# [PROMPT]
Each entry below must be repeated exactly, with pictures left out.

[Records contained in a dataset]
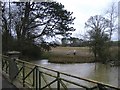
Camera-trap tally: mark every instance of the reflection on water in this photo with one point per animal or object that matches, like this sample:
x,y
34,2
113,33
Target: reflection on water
x,y
95,71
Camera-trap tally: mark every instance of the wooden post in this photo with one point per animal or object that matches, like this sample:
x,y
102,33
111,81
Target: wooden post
x,y
39,80
58,81
36,77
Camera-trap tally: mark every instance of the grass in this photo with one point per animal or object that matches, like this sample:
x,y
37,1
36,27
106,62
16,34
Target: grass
x,y
65,55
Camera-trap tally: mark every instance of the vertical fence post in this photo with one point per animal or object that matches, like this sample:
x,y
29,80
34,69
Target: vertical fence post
x,y
58,80
23,74
36,77
39,80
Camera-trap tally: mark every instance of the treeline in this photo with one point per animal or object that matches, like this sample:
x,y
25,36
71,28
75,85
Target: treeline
x,y
26,25
76,42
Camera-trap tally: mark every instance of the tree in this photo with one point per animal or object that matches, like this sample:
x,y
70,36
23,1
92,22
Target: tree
x,y
32,21
111,14
97,31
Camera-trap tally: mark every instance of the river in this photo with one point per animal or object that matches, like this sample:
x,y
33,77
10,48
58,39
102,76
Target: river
x,y
95,71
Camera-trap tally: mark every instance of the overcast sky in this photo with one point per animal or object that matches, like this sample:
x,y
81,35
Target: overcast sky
x,y
83,9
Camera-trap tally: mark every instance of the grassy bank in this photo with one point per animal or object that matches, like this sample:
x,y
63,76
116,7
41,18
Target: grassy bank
x,y
65,55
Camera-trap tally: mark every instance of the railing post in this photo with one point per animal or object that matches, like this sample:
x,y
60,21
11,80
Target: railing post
x,y
36,77
23,74
39,80
58,80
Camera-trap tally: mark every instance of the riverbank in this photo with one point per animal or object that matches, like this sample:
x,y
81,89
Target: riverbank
x,y
66,55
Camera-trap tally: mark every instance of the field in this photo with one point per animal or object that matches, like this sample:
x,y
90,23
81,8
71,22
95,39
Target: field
x,y
65,55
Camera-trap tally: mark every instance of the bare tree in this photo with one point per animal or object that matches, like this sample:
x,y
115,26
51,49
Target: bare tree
x,y
97,27
111,14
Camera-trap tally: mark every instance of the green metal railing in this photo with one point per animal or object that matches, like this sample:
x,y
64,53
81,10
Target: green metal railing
x,y
33,76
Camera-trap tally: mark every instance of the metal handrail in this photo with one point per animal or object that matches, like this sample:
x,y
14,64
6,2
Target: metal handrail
x,y
58,78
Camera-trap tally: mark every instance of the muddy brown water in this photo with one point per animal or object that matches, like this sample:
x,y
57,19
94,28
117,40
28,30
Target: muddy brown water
x,y
95,71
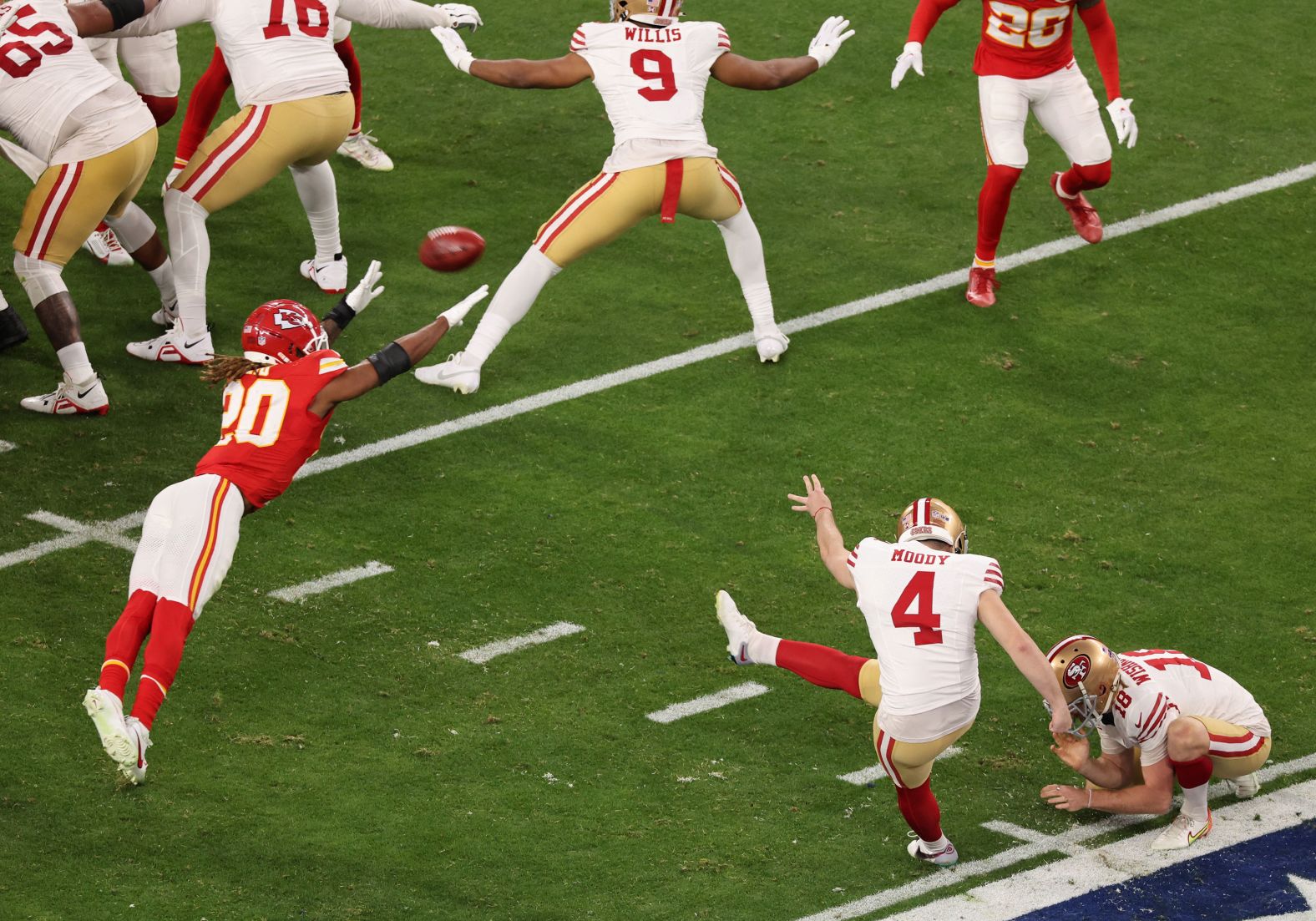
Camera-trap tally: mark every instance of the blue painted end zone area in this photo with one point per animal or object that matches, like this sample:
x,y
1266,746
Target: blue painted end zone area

# [PROBLEM SOLUTION]
Camera-trap tally: mark every instance of the reflection on water in this photo with one point per animal or object that matches, like this sample:
x,y
34,2
113,33
Target: reflection on water
x,y
95,71
Camera-trap tally: mark every instance of the wooden post in this photo with one point per animal or object that matches, like this sample:
x,y
102,33
111,81
Target: wooden post
x,y
39,80
58,81
36,77
Camera-trap tally: mark every instance of the grass in this photo with one point per animal or object that matches, like this sample:
x,y
37,1
36,27
106,62
16,34
Target: grass
x,y
65,55
Camera-trap tally: mark every instance of the vertical fence post in this photo with one point per animal or object that matches, like this sample:
x,y
29,80
34,69
Target: vertical fence post
x,y
58,80
23,74
36,77
39,80
Camera-trap tally: mark every instance of the treeline in this photo with one point per animal or object that matches, like this sample:
x,y
25,36
71,28
75,85
Target: treeline
x,y
26,25
76,42
Camera-trap tally: mark every instance of the tree in this photo with one point per animal or object that matches, like this sample:
x,y
70,36
23,1
92,22
Target: tree
x,y
32,21
111,14
97,31
Camera-trap tally: mark every instance of the river in this photo with one point per animal or object that matches, like this sample:
x,y
33,77
10,48
58,39
102,76
Target: river
x,y
95,71
Camera-trap tally: mark every instance of the overcast sky in this photo with one point per animal or object that matches, like this sample:
x,y
81,35
Target: overcast sky
x,y
83,9
Camera-trap tally: mark every instance of the grassy bank in this photo with one point per animal or object that matches, like this sample:
x,y
63,76
116,7
41,18
Target: grassy bank
x,y
65,55
Camera-trap tally: mark every instance of the railing post in this photo with one point per animal or object that matches, like this sample:
x,y
60,21
11,80
Target: railing post
x,y
36,77
23,74
39,80
58,80
Camera-trap tally: mark every instance of the riverbank in this photo with one point per animal or object that matches, like this sample:
x,y
81,89
Target: riverbank
x,y
66,55
Camera-trap tally: mark every instance of the field in this photo with one point per animal or object that matches, like this sample:
x,y
90,23
81,8
71,22
95,39
Target: field
x,y
65,55
Camera-trap tally: mark every instance of the bare tree in this photo with one point per animal or object that matches, like this sample:
x,y
115,26
51,49
Target: bare tree
x,y
97,27
111,14
Camera-trap tally: mark every instance of the green metal railing in this photo with one point per animal or object that matches, like this sample:
x,y
64,53
81,10
Target: green metal railing
x,y
33,76
Camera-trap tally: mark every instance of the metal handrail in this photo with one point per animal or object that matches, like this sample:
x,y
14,64
6,2
Target: metal handrail
x,y
58,78
Camera-trap tally: mark every instance of the muddy brown water in this photo with one point per animal or object that matches, like this sample:
x,y
57,19
94,28
117,40
28,30
Target: muddy brown water
x,y
95,71
Camera-trap tally: mark every instance of the blue painted end zone area in this photo with one point per animal or object that matches, like this sample:
x,y
1266,746
Target: blue painted end zone area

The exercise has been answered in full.